→ Assignment
Once you find the line containing "For every instance of the crowd", output it and every line after it to the end of the records, exactly.

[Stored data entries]
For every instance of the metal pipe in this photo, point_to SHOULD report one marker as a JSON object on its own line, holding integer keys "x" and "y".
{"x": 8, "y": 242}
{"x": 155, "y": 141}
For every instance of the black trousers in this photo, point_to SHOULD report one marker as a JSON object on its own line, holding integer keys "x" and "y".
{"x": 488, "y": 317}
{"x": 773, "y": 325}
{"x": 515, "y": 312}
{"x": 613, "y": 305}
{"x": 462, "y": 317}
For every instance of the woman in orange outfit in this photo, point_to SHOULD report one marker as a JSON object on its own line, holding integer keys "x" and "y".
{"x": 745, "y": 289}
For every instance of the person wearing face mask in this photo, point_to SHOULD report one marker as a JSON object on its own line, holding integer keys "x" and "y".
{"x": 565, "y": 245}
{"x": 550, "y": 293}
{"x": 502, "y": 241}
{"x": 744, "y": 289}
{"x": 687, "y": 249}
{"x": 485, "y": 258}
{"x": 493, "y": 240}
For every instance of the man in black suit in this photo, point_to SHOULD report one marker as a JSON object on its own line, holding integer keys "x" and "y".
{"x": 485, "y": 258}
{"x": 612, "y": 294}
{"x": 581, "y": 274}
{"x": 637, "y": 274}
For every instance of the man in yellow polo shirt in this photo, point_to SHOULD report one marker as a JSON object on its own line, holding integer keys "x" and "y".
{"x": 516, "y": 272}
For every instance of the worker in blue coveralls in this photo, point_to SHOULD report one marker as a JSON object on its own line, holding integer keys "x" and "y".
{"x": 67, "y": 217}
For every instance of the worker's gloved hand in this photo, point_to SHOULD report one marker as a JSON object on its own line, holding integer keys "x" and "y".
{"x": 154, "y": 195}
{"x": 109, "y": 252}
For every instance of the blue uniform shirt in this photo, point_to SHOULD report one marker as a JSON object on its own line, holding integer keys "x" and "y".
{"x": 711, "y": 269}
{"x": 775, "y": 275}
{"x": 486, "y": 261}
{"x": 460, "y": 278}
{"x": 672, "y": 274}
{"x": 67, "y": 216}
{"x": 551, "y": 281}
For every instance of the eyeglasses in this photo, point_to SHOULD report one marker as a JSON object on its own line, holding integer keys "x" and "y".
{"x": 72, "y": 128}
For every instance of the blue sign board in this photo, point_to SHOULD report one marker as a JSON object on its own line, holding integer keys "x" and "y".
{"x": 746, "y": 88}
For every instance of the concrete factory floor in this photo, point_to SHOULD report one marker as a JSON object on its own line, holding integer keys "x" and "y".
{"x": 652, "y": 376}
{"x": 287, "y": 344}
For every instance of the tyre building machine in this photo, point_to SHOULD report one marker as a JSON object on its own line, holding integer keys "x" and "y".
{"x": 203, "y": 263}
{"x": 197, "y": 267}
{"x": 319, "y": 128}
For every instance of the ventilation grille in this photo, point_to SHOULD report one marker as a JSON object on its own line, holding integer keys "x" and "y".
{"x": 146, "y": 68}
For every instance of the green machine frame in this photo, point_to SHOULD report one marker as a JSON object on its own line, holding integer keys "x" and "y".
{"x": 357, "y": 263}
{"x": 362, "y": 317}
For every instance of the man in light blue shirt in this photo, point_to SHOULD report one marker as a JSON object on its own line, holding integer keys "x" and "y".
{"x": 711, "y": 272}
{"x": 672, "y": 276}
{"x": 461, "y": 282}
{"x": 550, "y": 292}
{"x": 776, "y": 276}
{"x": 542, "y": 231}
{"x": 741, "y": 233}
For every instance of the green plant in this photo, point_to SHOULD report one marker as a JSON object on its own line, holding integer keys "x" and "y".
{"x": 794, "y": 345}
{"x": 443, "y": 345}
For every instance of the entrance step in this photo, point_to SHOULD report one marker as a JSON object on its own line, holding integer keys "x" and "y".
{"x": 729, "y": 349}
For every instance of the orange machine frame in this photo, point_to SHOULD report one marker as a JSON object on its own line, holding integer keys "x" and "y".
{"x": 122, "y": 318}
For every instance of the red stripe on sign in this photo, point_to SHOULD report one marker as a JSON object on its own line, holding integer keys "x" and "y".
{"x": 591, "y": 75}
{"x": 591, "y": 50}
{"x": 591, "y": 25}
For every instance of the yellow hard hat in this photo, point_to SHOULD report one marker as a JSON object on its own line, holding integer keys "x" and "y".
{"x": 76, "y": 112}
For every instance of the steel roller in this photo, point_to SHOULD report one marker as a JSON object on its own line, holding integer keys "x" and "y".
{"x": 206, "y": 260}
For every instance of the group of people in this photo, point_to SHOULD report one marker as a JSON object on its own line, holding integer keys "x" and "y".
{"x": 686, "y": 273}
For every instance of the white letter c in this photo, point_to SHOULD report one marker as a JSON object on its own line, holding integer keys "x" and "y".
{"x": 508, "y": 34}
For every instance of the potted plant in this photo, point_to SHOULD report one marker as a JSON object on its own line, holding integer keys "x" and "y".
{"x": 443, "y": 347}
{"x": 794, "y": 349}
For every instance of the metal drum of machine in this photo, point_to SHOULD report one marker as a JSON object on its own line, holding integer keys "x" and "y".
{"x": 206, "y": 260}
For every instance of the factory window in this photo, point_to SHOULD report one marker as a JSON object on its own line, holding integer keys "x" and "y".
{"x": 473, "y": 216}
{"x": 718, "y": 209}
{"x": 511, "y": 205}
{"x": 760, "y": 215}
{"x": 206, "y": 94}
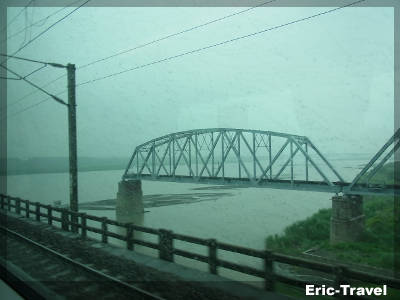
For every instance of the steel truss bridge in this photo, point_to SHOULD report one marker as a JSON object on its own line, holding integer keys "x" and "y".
{"x": 253, "y": 158}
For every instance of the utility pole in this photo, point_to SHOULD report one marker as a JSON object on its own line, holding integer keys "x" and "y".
{"x": 73, "y": 157}
{"x": 73, "y": 163}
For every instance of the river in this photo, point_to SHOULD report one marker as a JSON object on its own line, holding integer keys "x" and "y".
{"x": 240, "y": 216}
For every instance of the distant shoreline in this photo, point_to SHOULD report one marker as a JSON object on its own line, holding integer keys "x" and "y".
{"x": 13, "y": 173}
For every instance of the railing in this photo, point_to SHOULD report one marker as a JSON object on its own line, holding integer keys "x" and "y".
{"x": 77, "y": 222}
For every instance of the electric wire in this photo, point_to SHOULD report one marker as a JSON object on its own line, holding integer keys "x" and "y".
{"x": 32, "y": 106}
{"x": 205, "y": 48}
{"x": 34, "y": 85}
{"x": 39, "y": 21}
{"x": 147, "y": 44}
{"x": 16, "y": 16}
{"x": 47, "y": 29}
{"x": 218, "y": 44}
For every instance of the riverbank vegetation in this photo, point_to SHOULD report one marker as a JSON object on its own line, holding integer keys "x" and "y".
{"x": 375, "y": 248}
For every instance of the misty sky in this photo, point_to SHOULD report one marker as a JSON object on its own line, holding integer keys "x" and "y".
{"x": 329, "y": 78}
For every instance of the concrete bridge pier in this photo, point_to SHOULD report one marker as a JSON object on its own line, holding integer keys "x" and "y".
{"x": 129, "y": 207}
{"x": 347, "y": 220}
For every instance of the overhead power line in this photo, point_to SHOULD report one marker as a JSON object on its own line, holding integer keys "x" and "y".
{"x": 34, "y": 105}
{"x": 203, "y": 48}
{"x": 218, "y": 44}
{"x": 16, "y": 16}
{"x": 39, "y": 21}
{"x": 147, "y": 44}
{"x": 47, "y": 29}
{"x": 34, "y": 85}
{"x": 32, "y": 60}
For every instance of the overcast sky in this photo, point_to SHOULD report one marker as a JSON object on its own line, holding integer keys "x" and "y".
{"x": 329, "y": 78}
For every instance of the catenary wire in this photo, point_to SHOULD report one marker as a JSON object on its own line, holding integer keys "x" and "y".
{"x": 47, "y": 29}
{"x": 34, "y": 85}
{"x": 217, "y": 44}
{"x": 203, "y": 48}
{"x": 41, "y": 20}
{"x": 146, "y": 44}
{"x": 16, "y": 16}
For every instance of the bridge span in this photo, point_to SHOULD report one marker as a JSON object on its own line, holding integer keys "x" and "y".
{"x": 252, "y": 158}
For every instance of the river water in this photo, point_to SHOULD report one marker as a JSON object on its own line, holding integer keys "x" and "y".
{"x": 240, "y": 216}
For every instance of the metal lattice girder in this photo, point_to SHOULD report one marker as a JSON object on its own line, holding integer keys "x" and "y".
{"x": 379, "y": 159}
{"x": 223, "y": 155}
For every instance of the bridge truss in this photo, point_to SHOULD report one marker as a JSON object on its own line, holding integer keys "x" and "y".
{"x": 235, "y": 157}
{"x": 367, "y": 179}
{"x": 257, "y": 158}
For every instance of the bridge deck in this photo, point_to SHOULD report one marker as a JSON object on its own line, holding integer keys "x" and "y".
{"x": 300, "y": 185}
{"x": 169, "y": 280}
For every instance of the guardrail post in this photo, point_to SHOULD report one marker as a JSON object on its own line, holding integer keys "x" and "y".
{"x": 18, "y": 205}
{"x": 27, "y": 208}
{"x": 74, "y": 221}
{"x": 49, "y": 215}
{"x": 83, "y": 225}
{"x": 37, "y": 211}
{"x": 165, "y": 243}
{"x": 129, "y": 237}
{"x": 340, "y": 276}
{"x": 104, "y": 237}
{"x": 269, "y": 280}
{"x": 212, "y": 256}
{"x": 64, "y": 220}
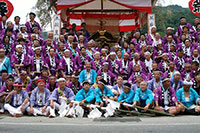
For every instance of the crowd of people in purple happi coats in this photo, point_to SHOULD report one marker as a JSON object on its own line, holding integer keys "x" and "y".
{"x": 147, "y": 70}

→ Result
For every instance of the crowd of people in purple happi coats in this photo, point_to SHOULD report one marker as a JSON object on its own line, holding integer keys "x" and "y".
{"x": 147, "y": 70}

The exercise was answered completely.